**Extract**
=======
The atmosphere was lively with a steady stream of customers coming and going. We tucked heartily into our food made more delicious by several types of curry gravy that we kept adding to our rice for that extra spicy flavour. In fact I ate a little too much. Some of the waiters were having their lunch and one of them asked me if I wanted extra rice. I told him I have had enough but he insisted that I should accept the ladleful of rice that he was offering.

Deep-fried bananas, curry puffs, and vadais at Restoran Kanna Curry House
Deep-fried bananas, curry puffs, and vadais at Restoran Kanna Curry House.

Apart from the food, this restaurant gets extra points for the ramp and friendly service. Banana leaf rice is RM5 per person for as much as one could eat. The price for the side orders and drinks were stated on the signboard. The next time we eat at Kanna Curry House, we want to try the deep fried chicken and fishes as well, and not forgetting the vadais, curry puffs and deep-fried bananas. They looked tempting but we were already too full from just eating the banana leaf rice alone.
=======
**Stored data**
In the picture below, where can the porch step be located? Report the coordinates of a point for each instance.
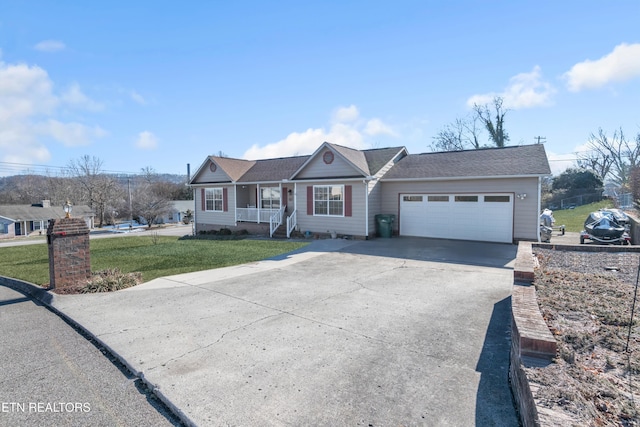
(281, 232)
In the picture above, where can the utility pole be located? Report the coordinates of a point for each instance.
=======
**Problems to solve**
a: Please reproduce part of the Kanna Curry House text verbatim, beginning at the words "Apart from the" and stopping after "leaf rice alone.".
b: Answer these from the Kanna Curry House text:
(i) What did one of the waiters offer the writer?
(ii) How much does banana leaf rice cost per person?
(iii) Apart from the food, what earns the restaurant extra points?

**Expected outputs**
a:
Apart from the food, this restaurant gets extra points for the ramp and friendly service. Banana leaf rice is RM5 per person for as much as one could eat. The price for the side orders and drinks were stated on the signboard. The next time we eat at Kanna Curry House, we want to try the deep fried chicken and fishes as well, and not forgetting the vadais, curry puffs and deep-fried bananas. They looked tempting but we were already too full from just eating the banana leaf rice alone.

b:
(i) Extra rice, a ladleful of it.
(ii) RM5, for as much as one could eat.
(iii) The ramp and friendly service.